"""

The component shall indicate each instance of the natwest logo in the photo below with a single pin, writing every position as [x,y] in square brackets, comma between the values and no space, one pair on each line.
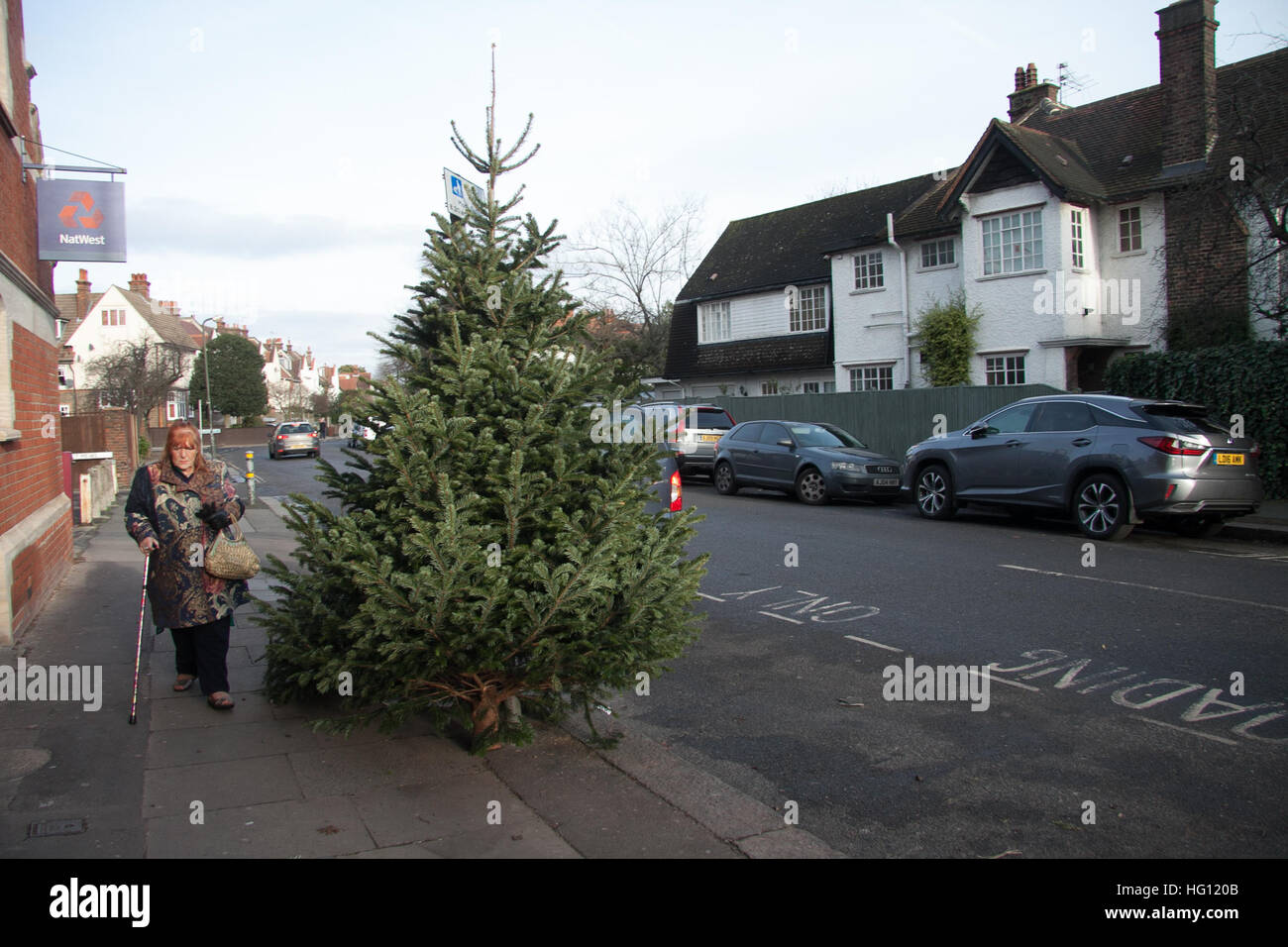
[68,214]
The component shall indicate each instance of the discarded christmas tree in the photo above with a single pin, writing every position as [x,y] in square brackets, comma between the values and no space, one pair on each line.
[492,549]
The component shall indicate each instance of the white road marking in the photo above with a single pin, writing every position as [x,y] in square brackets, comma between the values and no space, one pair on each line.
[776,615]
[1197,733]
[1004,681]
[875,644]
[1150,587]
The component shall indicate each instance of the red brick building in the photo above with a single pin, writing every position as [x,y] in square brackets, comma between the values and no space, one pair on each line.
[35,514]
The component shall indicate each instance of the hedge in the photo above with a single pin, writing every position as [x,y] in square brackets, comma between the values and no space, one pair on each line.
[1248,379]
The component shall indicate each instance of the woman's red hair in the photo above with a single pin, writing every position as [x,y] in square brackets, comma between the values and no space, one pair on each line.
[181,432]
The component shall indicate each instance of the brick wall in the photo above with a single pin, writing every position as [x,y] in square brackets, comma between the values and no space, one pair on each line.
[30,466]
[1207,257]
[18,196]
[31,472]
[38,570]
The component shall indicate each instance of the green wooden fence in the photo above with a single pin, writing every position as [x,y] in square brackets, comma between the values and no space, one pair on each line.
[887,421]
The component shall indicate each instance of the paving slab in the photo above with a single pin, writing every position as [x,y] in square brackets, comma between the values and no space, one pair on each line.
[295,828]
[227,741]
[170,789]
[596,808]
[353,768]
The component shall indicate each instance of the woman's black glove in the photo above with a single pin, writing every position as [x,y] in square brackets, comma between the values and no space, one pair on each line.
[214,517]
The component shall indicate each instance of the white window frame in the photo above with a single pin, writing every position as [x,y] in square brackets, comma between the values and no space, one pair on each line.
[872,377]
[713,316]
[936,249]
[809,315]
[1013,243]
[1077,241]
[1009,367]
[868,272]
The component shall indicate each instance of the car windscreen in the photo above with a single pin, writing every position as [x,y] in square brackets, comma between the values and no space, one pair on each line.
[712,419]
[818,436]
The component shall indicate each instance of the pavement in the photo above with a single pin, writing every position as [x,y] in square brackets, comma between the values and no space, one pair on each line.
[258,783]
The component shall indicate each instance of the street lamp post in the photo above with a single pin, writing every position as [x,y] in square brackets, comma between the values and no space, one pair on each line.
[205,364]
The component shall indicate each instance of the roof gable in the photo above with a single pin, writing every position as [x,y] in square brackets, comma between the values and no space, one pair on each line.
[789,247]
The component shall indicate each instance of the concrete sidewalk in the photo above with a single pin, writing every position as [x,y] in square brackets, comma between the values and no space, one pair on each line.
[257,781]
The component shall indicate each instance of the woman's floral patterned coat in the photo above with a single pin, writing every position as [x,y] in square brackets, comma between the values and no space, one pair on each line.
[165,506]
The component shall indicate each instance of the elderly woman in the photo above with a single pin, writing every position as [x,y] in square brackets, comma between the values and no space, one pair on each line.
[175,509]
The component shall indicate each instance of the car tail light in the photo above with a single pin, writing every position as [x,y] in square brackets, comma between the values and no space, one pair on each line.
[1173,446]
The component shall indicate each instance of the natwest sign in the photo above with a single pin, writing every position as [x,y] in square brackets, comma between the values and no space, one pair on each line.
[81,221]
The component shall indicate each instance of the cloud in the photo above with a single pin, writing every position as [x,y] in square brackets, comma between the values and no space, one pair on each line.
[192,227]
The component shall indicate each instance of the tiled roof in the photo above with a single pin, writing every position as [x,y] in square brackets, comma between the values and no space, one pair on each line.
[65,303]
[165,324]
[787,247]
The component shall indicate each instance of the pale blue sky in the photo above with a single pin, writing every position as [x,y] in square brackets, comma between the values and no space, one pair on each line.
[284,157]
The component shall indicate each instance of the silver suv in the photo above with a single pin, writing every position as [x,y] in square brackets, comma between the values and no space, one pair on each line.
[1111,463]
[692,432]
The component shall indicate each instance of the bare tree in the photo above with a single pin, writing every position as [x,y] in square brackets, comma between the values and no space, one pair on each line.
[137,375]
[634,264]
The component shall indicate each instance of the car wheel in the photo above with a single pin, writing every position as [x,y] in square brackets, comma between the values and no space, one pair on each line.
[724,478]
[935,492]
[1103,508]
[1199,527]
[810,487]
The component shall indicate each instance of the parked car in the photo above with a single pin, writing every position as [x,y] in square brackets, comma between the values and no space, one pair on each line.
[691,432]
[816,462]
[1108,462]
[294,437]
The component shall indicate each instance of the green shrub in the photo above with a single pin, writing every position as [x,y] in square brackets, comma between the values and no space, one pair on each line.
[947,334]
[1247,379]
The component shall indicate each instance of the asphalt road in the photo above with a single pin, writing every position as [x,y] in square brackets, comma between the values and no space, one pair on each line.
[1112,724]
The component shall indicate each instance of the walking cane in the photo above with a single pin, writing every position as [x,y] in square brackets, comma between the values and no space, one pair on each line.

"""

> **What you will do**
Please transcribe word for word the lines from the line with "The component shall indicate each instance of the green shrub" to the end of the material, both ends included.

> **Reply to the exercise**
The component shall indicate each instance of the green shrub in the photo above with a single pin, writing every position as [x,y] in square brackets, comma between the values and no space, one pair on each line.
[947,334]
[1247,379]
The component shall indicate each instance of the asphalt road in the photo above with a single pin, writing every position as [x,y] in square brackets, comma between the values and no space, one pair on each line.
[1112,724]
The component shall indicate each instance of the walking cane in the photo above with a single pin, writing every position as [x,y] in square brackets, comma between the values and no space, one pair on each line.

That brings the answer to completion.